--- PROMPT A ---
Find every line of the listing that contains the string "query", and copy each such line.

** begin SELECTED TEXT **

Jack has witnessed all stages of The Mare’s Tale, from inception, through the processes of design and making, right up to rehearsals and performance. My friend Stephen Kay wrote of the performance on the 7th September:

‘On a slightly less serious note, I have to say that tonight was the first time I’ve been in a theatre when the director was accompanied by his dog. We were sat in the row behind the seats reserved for the creative team, and noted that as people filed in to sit down, almost as many greeted Jack as you.’

Above: early days with the Mare’s Tale ‘model village’ at Ty Isaf.

Below: waiting for everything to begin at Theatr Brycheiniog.

The little chap has become an old hand now at orchestra calls, taking them in his stride. At the second orchestra call I noticed a number of musicians taking i-phone photographs from the stage of him sitting bolt upright in his seat in the stalls, watching everything with great interest.

** end SELECTED TEXT **

--- PROMPT B ---
Decide whether each statement below agrees with the passage about Jack, answering yes or no and quoting the words of the passage that settle it.
(i) Stephen Kay wrote about the performance on the 7th September.
(ii) The musicians took their photographs from the stalls.
(iii) The early days with the model village took place at Theatr Brycheiniog.

** begin DATA RECORDS **

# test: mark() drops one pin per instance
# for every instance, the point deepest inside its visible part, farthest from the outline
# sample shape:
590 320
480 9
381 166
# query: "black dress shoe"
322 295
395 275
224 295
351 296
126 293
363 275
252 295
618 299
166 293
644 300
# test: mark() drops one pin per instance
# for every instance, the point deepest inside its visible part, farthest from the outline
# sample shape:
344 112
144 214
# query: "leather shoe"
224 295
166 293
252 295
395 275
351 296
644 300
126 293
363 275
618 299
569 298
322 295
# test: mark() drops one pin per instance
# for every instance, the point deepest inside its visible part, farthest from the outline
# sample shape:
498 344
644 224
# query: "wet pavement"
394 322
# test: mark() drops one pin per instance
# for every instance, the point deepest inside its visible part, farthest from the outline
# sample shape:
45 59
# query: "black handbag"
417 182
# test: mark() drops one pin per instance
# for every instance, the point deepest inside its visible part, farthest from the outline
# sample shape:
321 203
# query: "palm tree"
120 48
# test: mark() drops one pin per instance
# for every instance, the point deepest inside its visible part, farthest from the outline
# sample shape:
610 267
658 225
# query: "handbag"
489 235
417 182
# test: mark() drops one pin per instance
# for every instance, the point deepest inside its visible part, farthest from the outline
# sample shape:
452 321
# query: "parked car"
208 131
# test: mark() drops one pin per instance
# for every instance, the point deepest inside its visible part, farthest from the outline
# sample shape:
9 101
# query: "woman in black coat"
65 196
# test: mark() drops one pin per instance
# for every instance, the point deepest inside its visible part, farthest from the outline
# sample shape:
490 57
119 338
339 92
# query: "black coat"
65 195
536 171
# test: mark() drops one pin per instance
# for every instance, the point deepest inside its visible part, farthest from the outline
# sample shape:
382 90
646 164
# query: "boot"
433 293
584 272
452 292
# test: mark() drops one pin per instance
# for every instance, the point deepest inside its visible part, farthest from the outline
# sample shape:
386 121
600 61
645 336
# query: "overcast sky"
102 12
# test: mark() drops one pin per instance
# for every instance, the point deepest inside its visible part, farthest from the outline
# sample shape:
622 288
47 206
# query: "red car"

** end DATA RECORDS **

--- EXERCISE RESULT A ---
# query: "black dress shoe"
# query: "leather shoe"
# query: "wet pavement"
# query: "black handbag"
# query: "palm tree"
# query: "handbag"
# query: "parked car"
# query: "woman in black coat"
# query: "black coat"
# query: "boot"
# query: "overcast sky"
# query: "red car"

--- EXERCISE RESULT B ---
(i) Yes: "My friend Stephen Kay wrote of the performance on the 7th September"
(ii) No: "taking i-phone photographs from the stage of him sitting bolt upright in his seat in the stalls"
(iii) No: "early days with the Mare’s Tale ‘model village’ at Ty Isaf"